Sure it does, in a funny way. When we say ID isn’t creationism, that’s no ruse. Indications of what Stephen Meyer calls a “signature in the cell,” evidence of design in DNA and in the origin of the first life, animal phyla taking seed suddenly in the Cambrian seas — all these leave open the question of where the design came from and who or what instantiated it. The possibilities are not exhausted by mentioning God and intelligent extraterrestrials.

Richard Dawkins arbitrarily rules out a benevolent deity but admits the possibility of other scenarios, like biological engineering by ETs. In Prometheus, Ridley Scott has some dark fun with the premise behind Dawkins’s musings. In the movie, aliens seed life in the oceans of the early Earth, in the form of their own DNA, a fact that scientists confirm by traveling to a distant planet, hundred of millions of years later after the fact. In interviews, Ridley Scott has said he finds ideas of such “ancient astronauts” entirely plausible.

Scott gets away with it, of course, because his designers — the “engineers” — aren’t anyone’s idea of God but, instead, are powerful and malevolent space aliens.

An interesting footnote: Scott’s story is remarkably similar in plot to a wonderful H.P. Lovecraft horror novella, At the Mountains of Madness (1936). The parallels are so close that another filmmaker, Guillermo del Toro, who had plans for his own film version of Mountains, decided to cancel the project when he heard about Scott’s Prometheus.

In the Lovecraft story, scientists from the fictional Miskatonic University are exploring a mountain-guarded region of Antarctica and discover madness-inducing ruins of an alien city, hundreds of millions of years old: the once mighty, now deserted bastion of Lovecraft’s deliciously sinister “Old Ones.”

Lovecraft, you may know, is a cult favorite of some Darwinian atheists who follow in the paths of PZ Myers. (I like him too — Lovecraft, that is.) Here’s the enjoyable irony: A hardcore atheist, materialist and Darwinist, Lovecraft takes intelligent design as the premise of the novella. How so?

##############################

> [Work request] In the passage about Prometheus and intelligent design, what university do the scientists in Lovecraft's novella come from? The records are separate from the passage and unrelated to it.

##############################

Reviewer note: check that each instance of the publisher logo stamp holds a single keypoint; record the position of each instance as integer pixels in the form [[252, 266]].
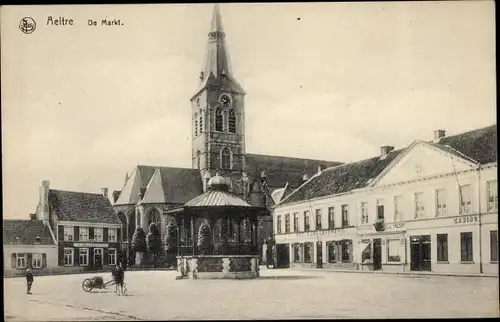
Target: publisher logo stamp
[[27, 25]]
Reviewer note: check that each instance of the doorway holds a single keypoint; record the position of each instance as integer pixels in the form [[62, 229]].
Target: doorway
[[282, 255], [98, 258], [319, 255], [420, 253], [377, 254]]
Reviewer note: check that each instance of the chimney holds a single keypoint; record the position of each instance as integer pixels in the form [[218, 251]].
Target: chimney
[[44, 202], [439, 134], [384, 150]]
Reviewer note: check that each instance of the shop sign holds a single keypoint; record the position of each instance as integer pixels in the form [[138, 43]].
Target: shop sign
[[466, 219], [91, 245]]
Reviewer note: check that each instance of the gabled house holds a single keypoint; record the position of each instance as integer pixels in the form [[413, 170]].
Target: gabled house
[[87, 230]]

##############################

> [Exercise output] The fictional Miskatonic University.